Could you copy out the data below, swapping "bounding box" for "rectangle" every time it appears and leaving everything else unchanged?
::: RECORD LIST
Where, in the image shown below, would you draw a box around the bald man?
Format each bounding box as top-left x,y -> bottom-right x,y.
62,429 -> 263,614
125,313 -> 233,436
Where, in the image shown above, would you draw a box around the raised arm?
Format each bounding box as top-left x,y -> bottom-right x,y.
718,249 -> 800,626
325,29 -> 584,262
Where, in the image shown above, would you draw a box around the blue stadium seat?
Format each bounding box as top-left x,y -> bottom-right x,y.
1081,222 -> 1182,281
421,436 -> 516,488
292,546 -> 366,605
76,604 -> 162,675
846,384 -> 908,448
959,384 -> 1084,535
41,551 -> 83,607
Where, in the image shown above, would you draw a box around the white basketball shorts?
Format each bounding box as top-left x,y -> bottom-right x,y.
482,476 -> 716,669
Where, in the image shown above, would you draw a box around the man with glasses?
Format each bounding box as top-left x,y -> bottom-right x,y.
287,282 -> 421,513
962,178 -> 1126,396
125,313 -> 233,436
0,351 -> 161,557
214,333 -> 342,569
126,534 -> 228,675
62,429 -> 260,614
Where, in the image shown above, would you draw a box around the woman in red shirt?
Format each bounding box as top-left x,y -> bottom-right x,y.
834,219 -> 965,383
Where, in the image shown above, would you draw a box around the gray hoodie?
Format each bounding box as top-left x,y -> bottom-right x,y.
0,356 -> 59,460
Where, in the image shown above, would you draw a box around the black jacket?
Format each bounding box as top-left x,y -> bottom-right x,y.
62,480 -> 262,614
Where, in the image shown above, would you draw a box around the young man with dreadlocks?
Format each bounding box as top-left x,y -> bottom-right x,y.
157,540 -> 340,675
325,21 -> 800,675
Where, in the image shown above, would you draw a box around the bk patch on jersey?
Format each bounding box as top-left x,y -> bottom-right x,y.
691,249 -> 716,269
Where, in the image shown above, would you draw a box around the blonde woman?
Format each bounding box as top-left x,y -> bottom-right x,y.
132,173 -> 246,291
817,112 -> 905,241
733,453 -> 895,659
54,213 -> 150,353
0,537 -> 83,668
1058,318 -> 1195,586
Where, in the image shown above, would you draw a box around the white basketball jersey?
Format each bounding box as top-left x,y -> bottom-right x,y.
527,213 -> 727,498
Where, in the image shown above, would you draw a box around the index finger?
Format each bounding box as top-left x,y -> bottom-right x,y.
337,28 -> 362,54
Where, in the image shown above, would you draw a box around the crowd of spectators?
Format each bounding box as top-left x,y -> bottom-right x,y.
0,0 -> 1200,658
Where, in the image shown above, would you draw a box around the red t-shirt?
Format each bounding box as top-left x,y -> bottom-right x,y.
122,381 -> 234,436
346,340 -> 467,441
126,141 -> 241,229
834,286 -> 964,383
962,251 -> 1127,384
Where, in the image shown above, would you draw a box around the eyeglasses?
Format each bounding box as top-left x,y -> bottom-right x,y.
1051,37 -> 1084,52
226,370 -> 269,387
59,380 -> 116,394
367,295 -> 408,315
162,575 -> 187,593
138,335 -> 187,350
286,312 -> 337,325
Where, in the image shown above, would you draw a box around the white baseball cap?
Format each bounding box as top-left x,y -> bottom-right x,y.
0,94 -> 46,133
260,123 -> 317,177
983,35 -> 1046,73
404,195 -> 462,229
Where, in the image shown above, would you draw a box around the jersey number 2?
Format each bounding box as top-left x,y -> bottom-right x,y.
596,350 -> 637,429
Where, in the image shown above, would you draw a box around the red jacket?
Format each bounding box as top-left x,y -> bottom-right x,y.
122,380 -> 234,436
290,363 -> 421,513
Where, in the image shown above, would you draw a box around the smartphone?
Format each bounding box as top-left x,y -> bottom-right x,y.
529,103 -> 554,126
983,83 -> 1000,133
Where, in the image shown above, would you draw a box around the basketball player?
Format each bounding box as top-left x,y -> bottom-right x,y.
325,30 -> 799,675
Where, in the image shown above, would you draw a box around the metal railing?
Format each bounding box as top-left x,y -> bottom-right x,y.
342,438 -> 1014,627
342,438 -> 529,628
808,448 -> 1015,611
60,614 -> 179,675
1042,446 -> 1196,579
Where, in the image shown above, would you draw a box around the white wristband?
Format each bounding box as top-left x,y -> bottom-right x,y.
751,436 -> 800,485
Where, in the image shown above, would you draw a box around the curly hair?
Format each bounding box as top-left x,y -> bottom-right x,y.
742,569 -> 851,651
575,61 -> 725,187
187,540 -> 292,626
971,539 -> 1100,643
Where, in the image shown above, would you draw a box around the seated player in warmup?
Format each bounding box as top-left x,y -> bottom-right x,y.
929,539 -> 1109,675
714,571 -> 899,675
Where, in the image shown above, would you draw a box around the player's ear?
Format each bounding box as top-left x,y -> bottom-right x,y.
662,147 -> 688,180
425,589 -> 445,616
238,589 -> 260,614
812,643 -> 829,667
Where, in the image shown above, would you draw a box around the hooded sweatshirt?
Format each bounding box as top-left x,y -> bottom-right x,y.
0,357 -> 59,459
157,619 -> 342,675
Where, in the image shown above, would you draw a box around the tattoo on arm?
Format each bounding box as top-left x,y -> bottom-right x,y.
::::::
FULL OUTPUT
Where, in the image shown below, would you draw a box around the bald man?
Format each rectangle as top-left x,y -> bottom-right x,y.
62,429 -> 263,614
125,313 -> 233,436
Where, in the image shown above, would you draw a box around the raised arm?
Format each rectangle as top-left x,y -> bottom-right x,y.
718,249 -> 800,626
325,29 -> 584,262
Where, in the image shown above, would you draw a box around the blue stadium seat?
Format each rectangle as top-left x,y -> bottom-right x,y.
1081,222 -> 1182,281
421,436 -> 516,488
292,546 -> 366,605
76,604 -> 162,675
846,384 -> 908,448
959,384 -> 1084,535
41,551 -> 83,607
Where, in the image shown above, would you draw a box around the white basketball shorts?
Format each rectangle as top-left x,y -> bottom-right x,y.
482,476 -> 716,669
Where, in the image shown above, would you draw a box around the man with glasses?
Format each rectangle as top-left x,y -> bottom-right x,y.
287,282 -> 421,513
962,178 -> 1126,396
125,313 -> 233,436
0,351 -> 161,557
214,333 -> 342,569
126,534 -> 228,675
62,429 -> 260,614
Where, in the image shown above, would you draw a box around the woman in red shirt?
Format each rectangle as top-left x,y -> bottom-right x,y.
834,219 -> 965,383
Where, in the image shown above, would you draw a box around the gray hoodie?
Format each rectangle as top-left x,y -> bottom-right x,y.
0,356 -> 59,460
Where, in the image shown above, would you draw a box around the black jacket?
Format each rectangle as top-left x,y -> bottom-right x,y.
62,480 -> 262,614
Where, in the image shown above, would you draw a box around the young man with dreadlocks?
Format each rectangle as top-left x,y -> bottom-right x,y.
157,540 -> 340,675
325,21 -> 800,675
Where, in the image shown above, would you draw a box around the bk patch on jersey?
Format each rectangle as top-left x,y -> bottom-right x,y.
691,249 -> 716,269
Where, in the image shown above, would you draw a box around the blonde woman?
Format each rectangle as top-left x,y -> bottom-right x,y.
132,173 -> 246,291
817,112 -> 905,241
733,453 -> 895,659
54,213 -> 150,353
0,537 -> 83,668
1058,318 -> 1195,586
Where, in the image shown above, would you draw a box around the white basketball jersey?
Format each rectangle as top-left x,y -> bottom-right x,y.
527,213 -> 727,498
Where, in the image shown above, would you draw a box around the index finger?
Format each rectangle as top-left x,y -> bottom-right x,y.
337,28 -> 362,54
Where, in the image shown above, would you draw a box around the crowd of spectators?
Format each rectangle as top-left x,y -> bottom-right x,y.
0,0 -> 1200,658
Where, in the image shown above, would you draw a box around the red t-shirt?
Format each rectangle as top-left x,y -> bottom-right x,y.
122,381 -> 234,436
346,340 -> 467,441
126,141 -> 241,229
834,286 -> 964,383
962,251 -> 1127,384
Where, in the image shown above, would you draw a box around the eyeglasses?
Format each rectangle as top-left x,y -> bottom-right x,y.
1051,37 -> 1084,52
226,370 -> 269,387
59,380 -> 116,394
367,295 -> 408,315
162,575 -> 187,593
138,335 -> 187,350
286,312 -> 337,325
Where, in the image shown above, would you draw a box around the white baseball cap?
Format each rectangle as top-left x,y -> bottom-right x,y.
0,94 -> 46,133
260,123 -> 317,177
983,35 -> 1046,73
404,195 -> 462,229
Where, in the image shown above, would you draw a box around the jersey number 2?
Format each rectangle as top-left x,y -> bottom-right x,y.
596,350 -> 637,429
Where, in the image shown above, would you draw a box around the red jacket?
Format each rectangle as top-left x,y -> bottom-right x,y.
122,380 -> 234,436
290,363 -> 421,513
Where, in the image shown above, would you draw a box around the smartphone?
Format each rectangle as top-left x,y -> bottom-right x,y.
529,103 -> 554,126
983,83 -> 1000,133
Where, in the image shown above, would you draw a box around the basketball player?
Format each rectangle as top-left x,y -> bottom-right x,y.
325,30 -> 799,675
Where, in the image shown above, would you draw a box around the metal railing?
Format each rectangle as top-left x,y -> bottom-right x,y.
342,438 -> 1014,627
342,438 -> 529,628
808,448 -> 1015,611
60,614 -> 179,675
1042,446 -> 1196,579
Where, in the image shown above, would you draw a box around the white wristband?
Format each rectangle as top-left x,y -> bottom-right x,y.
751,436 -> 800,485
Where, in the image shown above, would you draw a box around the curly hair?
Format each rectangle as top-left x,y -> bottom-right x,y.
742,569 -> 851,651
575,61 -> 725,187
187,540 -> 292,626
971,539 -> 1100,643
Where, in the image shown above, would you draw a box around the seated player in warmup?
Format each rectangle as top-left x,y -> bottom-right x,y.
929,539 -> 1109,675
714,571 -> 899,675
Where, in the image shown above, would you draw a box around the player's ear?
Format each rectangle as top-left x,y -> bottom-right x,y.
662,147 -> 688,180
425,589 -> 445,616
238,589 -> 260,614
812,643 -> 829,667
Where, in the image shown above, would you draw a box around the hooded sweatshirt?
Format each rectangle as top-left x,y -> bottom-right x,y.
0,357 -> 59,459
157,619 -> 342,675
Where, in the image shown above, would you draw a box around the tattoo on arm?
Format each rectangle as top-left x,y -> bottom-right x,y.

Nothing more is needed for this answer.